Wednesday, 18 May 2011

HTML5 < canvas>

The < canvas> element, which came to us in HTML5 was the first step towards HTML5 games becoming big.
The canvas allows so many things that you wouldn't have been able to do otherwise, and does it rather efficiently.

Canvas renders 2D graphics onto a given area in the browser window. It does so dynamically via scripting (i.e. javascript). The shapes and images which are rendered on the canvas can be manipulated in several ways. The most obvious and useful ways is rotating the image; which you would not have been able to do without the canvas, unless you did some rather inefficient and complicated php scripting to alter an image at the pixel-level to make it do a similar thing.


Javascript has a 2D graphics API which accesses the canvas drawing area, which is how games can be written. But just because it only has a 2D API, don't let that make you think 3D isn't possible.

====

- [WHAT YOU NEED TO DO]
1 > Name every programming or markup language mentioned in the HTML5 canvas post.
2 > Carry on writing the HTML5 canvas post from the point where it ends.
The listing that comes next has no connection to the canvas post.

- [DATA BLOCK]
====

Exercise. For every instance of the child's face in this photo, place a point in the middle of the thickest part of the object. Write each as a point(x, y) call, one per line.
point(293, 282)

====

- [TASK ANSWERS]
1 > HTML5, javascript, php

2 >
For a start, you could simply write your own 3D engine, which uses normal 2D functions to generate a 3D object and render the 2D projection on the canvas. Doing so just requires a bit of mathematics. But making it a huge and playable game is where it gets difficult.

You could create a whole 3D engine if you wanted, but there are people working on a standard for 3D. It's called WebGL, and it does what I just described, but it simplifies it by allowing you to just call the functions, rather than having to think up all that complicated stuff yourself.


To get started with using the HTML5 Canvas, try this introduction to using the HTML5 Canvas.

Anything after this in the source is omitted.